§ **Documento fuente**:
Reintegrarse a la sociedad resultó un desafío, sobre todo porque Gran Bretaña había cambiado mucho durante su cautiverio. Abundaban las drogas recreativas, las minifaldas, los hombres con el pelo largo y, con el musical “Hair”, la desnudez en el escenario.
Su estatus también había cambiado. “El antiguo periodista incansable, acostumbrado a cazar en grupo con la prensa, se había quedado aislado; se había convertido en el zorro, en la presa”, escribió décadas después en su libro “The Hostage Handbook”.
Posteriormente, presentó un programa de actualidad en la BBC Radio y escribió varias novelas de suspense. Pero la muerte inexplicable del periodista David Holden en El Cairo en 1977 —un escalofriante incidente real, del tipo que Grey había imaginado ligeramente en sus novelas— lo disuadió del género.
Después de eso, escribió extensas novelas históricas ambientadas en China, Vietnam y Japón. Su obra más vendida fue “Saigón”.
Grey volvería a incursionar en el periodismo en algunas ocasiones. En 1983, escribió “El Primer Ministro era un espía”, un libro que alegaba que el australiano Harold Holt, quien se cree que se ahogó en el mar en 1967, en realidad había huido del país en un submarino chino.
Holt, un anticomunista acérrimo, había espiado para Beijing durante 38 años, escribió Grey.
El biógrafo de Holt, Tim Frame, calificó la teoría de “completa invención”. Basándose en un exoficial de la marina australiana que afirmaba tener informantes chinos, el propio Grey escribió sobre su relato: “No puedo garantizar que sea cierto”.
Un documental radiofónico de la BBC de 1996 sobre objetos voladores no identificados lo llevó a adoptar opiniones aún más heterodoxas. “Tras mi propia investigación, estoy convencido de que naves extraterrestres nos visitan”, concluyó en la emisión.
Después de eso, Grey se convirtió en seguidor de Rael, un francés que afirmaba que la humanidad había sido creada por científicos alienígenas. Su movimiento, el raelismo, se define como una religión atea. Una investigación parlamentaria francesa lo calificó de secta.

§ **Material proporcionado**:

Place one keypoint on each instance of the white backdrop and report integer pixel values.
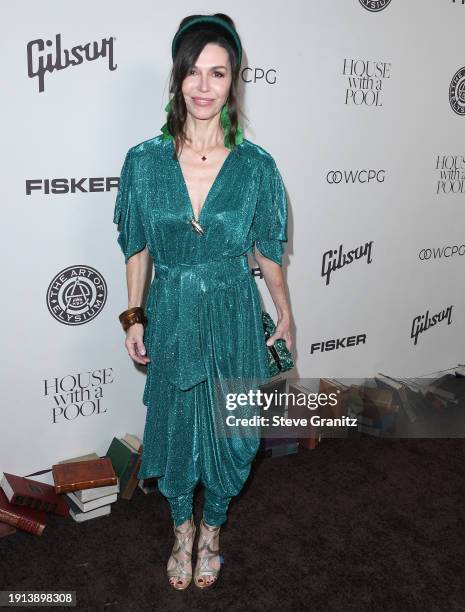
(307, 103)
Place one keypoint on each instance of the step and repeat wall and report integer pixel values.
(362, 105)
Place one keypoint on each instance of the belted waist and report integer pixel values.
(180, 312)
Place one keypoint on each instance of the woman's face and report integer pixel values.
(206, 86)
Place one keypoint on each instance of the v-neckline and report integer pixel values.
(210, 191)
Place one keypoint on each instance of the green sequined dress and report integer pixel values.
(203, 306)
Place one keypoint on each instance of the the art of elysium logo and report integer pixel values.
(457, 92)
(375, 5)
(76, 295)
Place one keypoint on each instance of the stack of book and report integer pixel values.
(24, 504)
(92, 484)
(89, 485)
(126, 454)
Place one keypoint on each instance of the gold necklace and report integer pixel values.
(193, 221)
(203, 157)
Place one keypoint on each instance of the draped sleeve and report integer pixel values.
(269, 228)
(131, 237)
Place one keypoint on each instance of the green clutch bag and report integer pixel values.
(279, 356)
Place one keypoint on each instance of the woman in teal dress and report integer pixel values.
(196, 206)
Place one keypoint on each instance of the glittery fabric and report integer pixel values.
(203, 310)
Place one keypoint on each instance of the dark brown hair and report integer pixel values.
(190, 47)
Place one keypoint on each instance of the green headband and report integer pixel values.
(225, 123)
(209, 20)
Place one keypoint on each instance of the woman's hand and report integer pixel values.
(135, 344)
(283, 330)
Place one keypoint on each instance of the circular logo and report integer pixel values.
(457, 92)
(375, 5)
(76, 295)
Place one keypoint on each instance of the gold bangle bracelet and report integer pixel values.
(131, 316)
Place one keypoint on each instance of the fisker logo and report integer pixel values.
(457, 92)
(40, 61)
(76, 295)
(60, 186)
(374, 5)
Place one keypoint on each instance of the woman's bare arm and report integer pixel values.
(274, 279)
(137, 269)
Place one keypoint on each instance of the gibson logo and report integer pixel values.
(40, 61)
(421, 323)
(330, 263)
(375, 6)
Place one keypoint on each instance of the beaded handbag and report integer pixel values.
(279, 356)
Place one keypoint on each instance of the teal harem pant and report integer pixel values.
(205, 339)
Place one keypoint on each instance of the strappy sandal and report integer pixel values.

§ **Instrucciones**:
• 1. Enumera todos los títulos de libros que se mencionan en el texto sobre Grey.
• 2. Reproduce el fragmento del texto sobre Grey que comienza con "Después de eso, escribió" y llega hasta "años, escribió Grey.", renombrando "Beijing" como "Pekín".
Las entradas proceden de otra fuente.

§ **Respuestas numeradas**:
• 1. "The Hostage Handbook", "Saigón" y "El Primer Ministro era un espía".

• 2.
Después de eso, escribió extensas novelas históricas ambientadas en China, Vietnam y Japón. Su obra más vendida fue “Saigón”.
Grey volvería a incursionar en el periodismo en algunas ocasiones. En 1983, escribió “El Primer Ministro era un espía”, un libro que alegaba que el australiano Harold Holt, quien se cree que se ahogó en el mar en 1967, en realidad había huido del país en un submarino chino.
Holt, un anticomunista acérrimo, había espiado para Pekín durante 38 años, escribió Grey.